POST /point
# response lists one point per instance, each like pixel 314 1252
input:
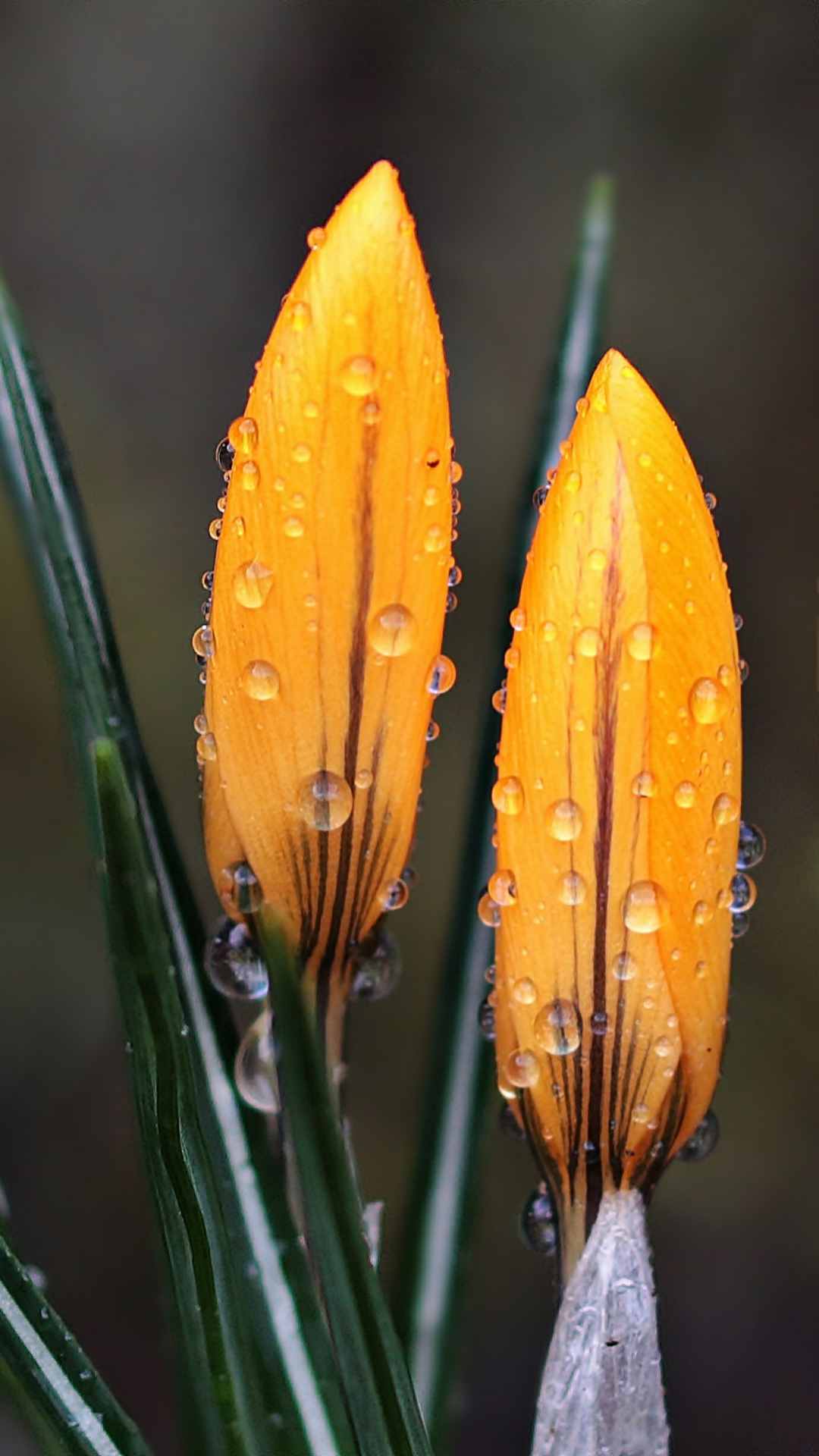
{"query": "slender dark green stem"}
pixel 53 1379
pixel 373 1370
pixel 461 1068
pixel 259 1360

+===+

Stated problem:
Return every line of the listing above verbatim, leaving out the picture.

The completed task:
POST /point
# response lists one point per instance, each like pixel 314 1252
input:
{"query": "slender dark green stem"}
pixel 53 1379
pixel 373 1370
pixel 461 1068
pixel 259 1360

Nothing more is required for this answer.